• Passage provided:
+ + + +

Boston - February 2003, Harvard Medical School affiliate Brigham and Women's Hospital - Researchers from Brigham and Women's Hospital (BWH) have found that the publication of postmenopausal hormone therapy (HT) clinical trial results which detailed health risks may have led to a decrease in usage among women. According to a study appearing in the February 3 issue of the Annals of Internal Medicine, publicized data from the Heart and Estrogen/progestin Replacement Study (HERS) led to a modest decline in the use of HT whereas the Women's Health Initiative (WHI) was associated with a substantial and immediate decline in HT use within many racial and ethnic groups. This has led researchers to believe that effective dissemination of information, such as what was observed with the WHI data, can lead to changes in health behaviors.
According to Jennifer S. Haas, MD of BWH's Department of Medicine, HMS associate professor of medicine, and lead author of the study, "HERS and WHI have significantly contributed to a growing body of evidence that associates HT with heart disease risk among women. However, researchers and clinicians have observed that changes in health practices often lag behind the evidence. What this study suggests is that the successful dissemination of data, specifically in the case of WHI, led to dramatic changes in health practices as women across all ethnic lines stopped using HT. This insight provides clinicians and researchers with an example of how to effectively influence health practices in the future."
Data collected through the past 10 years indicates that hormone therapy can increase a women's risk of developing heart disease. This finding was emphasized in 1998 after the publication of HERS data and again in 2002 after the publication of WHI data. To help determine if publication of this data has an impact on its usage, Haas and her colleagues from the University of California San Francisco looked at information from approximately 71,000 women between the ages of 50 and 74 who participated in the San Francisco Mammography Registry, a population-based registry of women in the San Francisco area undergoing mammography.

+ + + +

• Data to examine:
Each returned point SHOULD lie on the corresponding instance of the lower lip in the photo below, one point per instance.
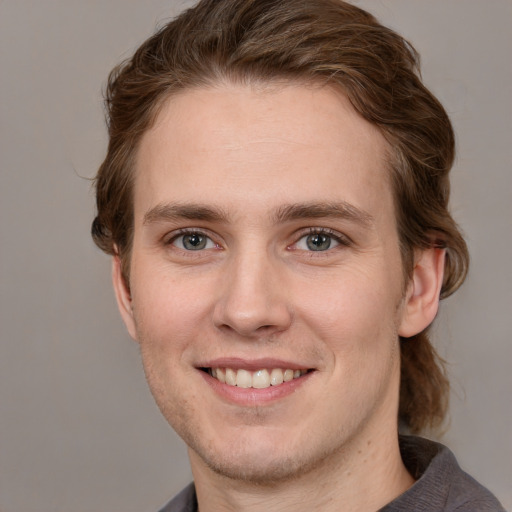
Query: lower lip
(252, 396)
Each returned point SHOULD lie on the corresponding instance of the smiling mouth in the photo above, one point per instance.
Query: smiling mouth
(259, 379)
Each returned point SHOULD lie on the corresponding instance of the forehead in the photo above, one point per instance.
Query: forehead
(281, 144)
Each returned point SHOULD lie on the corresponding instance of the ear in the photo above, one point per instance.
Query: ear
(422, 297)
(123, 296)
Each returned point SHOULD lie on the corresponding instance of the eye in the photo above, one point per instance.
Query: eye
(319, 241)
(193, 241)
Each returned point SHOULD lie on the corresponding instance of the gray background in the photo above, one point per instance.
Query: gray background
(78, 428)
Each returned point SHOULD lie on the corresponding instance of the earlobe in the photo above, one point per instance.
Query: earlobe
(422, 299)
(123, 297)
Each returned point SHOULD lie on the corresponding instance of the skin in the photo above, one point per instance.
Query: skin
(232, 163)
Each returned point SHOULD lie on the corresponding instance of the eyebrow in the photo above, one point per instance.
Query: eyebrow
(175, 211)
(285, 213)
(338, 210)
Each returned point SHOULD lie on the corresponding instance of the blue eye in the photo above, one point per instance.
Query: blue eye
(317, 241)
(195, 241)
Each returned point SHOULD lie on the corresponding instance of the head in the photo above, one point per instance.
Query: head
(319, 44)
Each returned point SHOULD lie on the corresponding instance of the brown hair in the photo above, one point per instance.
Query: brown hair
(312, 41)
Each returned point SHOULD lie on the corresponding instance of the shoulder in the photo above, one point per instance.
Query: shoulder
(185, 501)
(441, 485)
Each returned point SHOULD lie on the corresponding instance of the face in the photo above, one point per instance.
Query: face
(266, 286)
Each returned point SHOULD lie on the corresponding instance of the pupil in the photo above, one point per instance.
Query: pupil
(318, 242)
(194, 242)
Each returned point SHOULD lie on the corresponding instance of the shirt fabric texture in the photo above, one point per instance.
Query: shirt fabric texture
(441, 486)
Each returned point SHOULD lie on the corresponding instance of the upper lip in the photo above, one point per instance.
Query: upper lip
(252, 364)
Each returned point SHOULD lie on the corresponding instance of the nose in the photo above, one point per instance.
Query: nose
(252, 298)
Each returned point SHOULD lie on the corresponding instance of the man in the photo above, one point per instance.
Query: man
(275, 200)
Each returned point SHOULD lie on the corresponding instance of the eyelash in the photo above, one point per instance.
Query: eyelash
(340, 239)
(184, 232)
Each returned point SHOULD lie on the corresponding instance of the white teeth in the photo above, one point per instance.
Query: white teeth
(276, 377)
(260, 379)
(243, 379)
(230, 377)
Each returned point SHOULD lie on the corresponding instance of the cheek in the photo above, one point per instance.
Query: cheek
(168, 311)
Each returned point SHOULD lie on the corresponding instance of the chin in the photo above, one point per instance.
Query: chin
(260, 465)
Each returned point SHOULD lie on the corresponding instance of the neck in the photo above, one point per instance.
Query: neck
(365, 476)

+ + + +

• Using the information:
1. In the hormone therapy article, which journal published the study?
2. Reproduce the text of the hormone therapy article between "Data collected through" and "area undergoing mammography.", inclusive.
The data above are separate material from the hormone therapy article.

• Solutions by task:
1. The Annals of Internal Medicine, in its February 3 issue.

2.
Data collected through the past 10 years indicates that hormone therapy can increase a women's risk of developing heart disease. This finding was emphasized in 1998 after the publication of HERS data and again in 2002 after the publication of WHI data. To help determine if publication of this data has an impact on its usage, Haas and her colleagues from the University of California San Francisco looked at information from approximately 71,000 women between the ages of 50 and 74 who participated in the San Francisco Mammography Registry, a population-based registry of women in the San Francisco area undergoing mammography.